▶ _Given problem_:
Identify every line of the records that contains the word "turf", and copy each such line. Case counts.

==== Records supplied ====

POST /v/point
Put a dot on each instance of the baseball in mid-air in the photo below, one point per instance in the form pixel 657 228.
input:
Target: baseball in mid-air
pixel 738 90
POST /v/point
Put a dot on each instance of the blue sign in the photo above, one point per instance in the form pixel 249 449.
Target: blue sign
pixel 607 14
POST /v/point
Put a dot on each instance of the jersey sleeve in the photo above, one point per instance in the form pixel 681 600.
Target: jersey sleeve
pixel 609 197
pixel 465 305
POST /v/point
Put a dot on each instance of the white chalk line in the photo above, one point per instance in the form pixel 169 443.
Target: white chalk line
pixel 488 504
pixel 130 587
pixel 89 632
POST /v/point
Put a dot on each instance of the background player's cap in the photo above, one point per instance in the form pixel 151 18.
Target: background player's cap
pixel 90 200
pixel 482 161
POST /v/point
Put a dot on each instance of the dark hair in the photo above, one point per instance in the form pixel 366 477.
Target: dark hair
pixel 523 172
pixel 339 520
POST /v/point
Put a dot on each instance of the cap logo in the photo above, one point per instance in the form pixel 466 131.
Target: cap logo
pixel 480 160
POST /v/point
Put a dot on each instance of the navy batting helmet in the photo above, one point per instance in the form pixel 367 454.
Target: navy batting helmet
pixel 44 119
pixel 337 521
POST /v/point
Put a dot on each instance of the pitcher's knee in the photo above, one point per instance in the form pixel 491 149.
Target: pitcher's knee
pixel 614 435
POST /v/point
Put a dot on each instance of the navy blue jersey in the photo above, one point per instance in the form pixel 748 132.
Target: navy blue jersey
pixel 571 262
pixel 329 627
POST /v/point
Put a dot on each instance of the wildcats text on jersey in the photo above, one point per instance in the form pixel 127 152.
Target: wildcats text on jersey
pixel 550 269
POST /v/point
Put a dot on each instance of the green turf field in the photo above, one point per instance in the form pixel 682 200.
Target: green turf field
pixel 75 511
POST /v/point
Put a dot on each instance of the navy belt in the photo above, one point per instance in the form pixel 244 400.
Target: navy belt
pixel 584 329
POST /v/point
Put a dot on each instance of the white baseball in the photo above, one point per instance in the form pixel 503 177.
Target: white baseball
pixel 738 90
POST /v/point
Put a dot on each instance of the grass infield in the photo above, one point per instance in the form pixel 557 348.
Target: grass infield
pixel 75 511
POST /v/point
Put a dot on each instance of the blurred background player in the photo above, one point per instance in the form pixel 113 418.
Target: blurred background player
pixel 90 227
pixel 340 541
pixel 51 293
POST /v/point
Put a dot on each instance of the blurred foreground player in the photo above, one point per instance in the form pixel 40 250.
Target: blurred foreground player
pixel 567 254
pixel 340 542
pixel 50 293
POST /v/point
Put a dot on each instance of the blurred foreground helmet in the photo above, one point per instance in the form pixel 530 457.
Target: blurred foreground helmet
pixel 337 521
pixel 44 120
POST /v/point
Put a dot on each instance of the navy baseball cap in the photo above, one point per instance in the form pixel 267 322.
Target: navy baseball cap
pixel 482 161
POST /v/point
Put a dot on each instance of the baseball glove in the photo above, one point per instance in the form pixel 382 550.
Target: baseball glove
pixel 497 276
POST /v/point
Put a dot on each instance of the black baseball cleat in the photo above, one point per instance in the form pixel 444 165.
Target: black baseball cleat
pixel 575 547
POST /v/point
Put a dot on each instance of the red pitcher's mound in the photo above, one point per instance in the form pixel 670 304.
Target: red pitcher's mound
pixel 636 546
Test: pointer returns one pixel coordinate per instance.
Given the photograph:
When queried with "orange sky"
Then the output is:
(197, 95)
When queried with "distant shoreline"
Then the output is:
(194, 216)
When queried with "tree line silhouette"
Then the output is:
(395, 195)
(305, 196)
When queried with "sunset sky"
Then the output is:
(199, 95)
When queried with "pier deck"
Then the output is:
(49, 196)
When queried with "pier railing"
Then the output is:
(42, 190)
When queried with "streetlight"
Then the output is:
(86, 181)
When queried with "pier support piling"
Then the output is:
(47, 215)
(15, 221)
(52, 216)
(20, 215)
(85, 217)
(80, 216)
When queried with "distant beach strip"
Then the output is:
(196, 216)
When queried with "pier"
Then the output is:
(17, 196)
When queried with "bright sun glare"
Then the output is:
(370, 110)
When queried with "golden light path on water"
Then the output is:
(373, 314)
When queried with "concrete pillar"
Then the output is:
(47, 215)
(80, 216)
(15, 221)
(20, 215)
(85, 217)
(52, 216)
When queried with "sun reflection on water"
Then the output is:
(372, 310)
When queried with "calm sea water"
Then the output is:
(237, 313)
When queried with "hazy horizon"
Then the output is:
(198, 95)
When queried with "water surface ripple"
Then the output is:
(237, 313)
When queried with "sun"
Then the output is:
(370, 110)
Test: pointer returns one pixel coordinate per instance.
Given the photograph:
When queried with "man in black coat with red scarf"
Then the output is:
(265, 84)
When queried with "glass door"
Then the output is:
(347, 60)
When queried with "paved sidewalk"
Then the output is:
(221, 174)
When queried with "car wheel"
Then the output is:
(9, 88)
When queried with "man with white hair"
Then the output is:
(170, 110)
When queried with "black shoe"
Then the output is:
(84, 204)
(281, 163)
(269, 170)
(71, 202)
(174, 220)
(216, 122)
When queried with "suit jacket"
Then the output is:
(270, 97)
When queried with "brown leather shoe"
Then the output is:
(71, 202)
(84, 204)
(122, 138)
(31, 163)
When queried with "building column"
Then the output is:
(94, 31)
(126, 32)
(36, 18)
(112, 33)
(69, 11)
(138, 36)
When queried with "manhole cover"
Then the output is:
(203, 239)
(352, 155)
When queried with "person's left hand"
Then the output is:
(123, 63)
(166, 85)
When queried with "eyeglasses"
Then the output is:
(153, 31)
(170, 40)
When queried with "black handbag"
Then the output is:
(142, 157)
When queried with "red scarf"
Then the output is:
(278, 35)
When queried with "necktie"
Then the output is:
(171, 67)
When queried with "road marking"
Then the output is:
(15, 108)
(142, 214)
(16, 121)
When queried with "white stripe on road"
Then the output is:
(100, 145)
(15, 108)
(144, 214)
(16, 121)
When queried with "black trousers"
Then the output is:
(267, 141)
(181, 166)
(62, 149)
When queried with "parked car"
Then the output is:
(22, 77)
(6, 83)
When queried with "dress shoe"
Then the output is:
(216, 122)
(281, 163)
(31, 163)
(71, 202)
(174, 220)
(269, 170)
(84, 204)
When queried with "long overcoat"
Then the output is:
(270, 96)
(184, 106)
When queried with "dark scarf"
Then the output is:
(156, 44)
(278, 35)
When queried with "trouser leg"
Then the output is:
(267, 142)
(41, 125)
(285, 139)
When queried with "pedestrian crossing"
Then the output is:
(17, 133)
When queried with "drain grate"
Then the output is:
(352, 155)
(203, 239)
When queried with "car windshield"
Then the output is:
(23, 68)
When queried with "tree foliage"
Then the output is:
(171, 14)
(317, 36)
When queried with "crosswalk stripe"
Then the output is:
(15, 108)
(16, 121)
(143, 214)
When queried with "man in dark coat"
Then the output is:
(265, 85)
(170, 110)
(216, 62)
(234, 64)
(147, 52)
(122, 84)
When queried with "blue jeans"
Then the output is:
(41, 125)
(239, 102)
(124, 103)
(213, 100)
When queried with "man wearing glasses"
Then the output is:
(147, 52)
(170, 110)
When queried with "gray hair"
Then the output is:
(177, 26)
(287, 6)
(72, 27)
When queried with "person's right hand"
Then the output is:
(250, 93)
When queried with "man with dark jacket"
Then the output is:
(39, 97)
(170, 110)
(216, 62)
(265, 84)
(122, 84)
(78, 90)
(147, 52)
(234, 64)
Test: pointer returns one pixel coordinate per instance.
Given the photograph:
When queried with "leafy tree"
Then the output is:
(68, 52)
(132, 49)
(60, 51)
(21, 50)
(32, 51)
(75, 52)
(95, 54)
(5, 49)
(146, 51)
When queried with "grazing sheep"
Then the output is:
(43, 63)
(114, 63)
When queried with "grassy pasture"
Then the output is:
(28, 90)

====

▶ _Task solution_:
Put a dot on each instance of the green turf field in the photo above, one point per instance in the form pixel 682 200.
Target: green turf field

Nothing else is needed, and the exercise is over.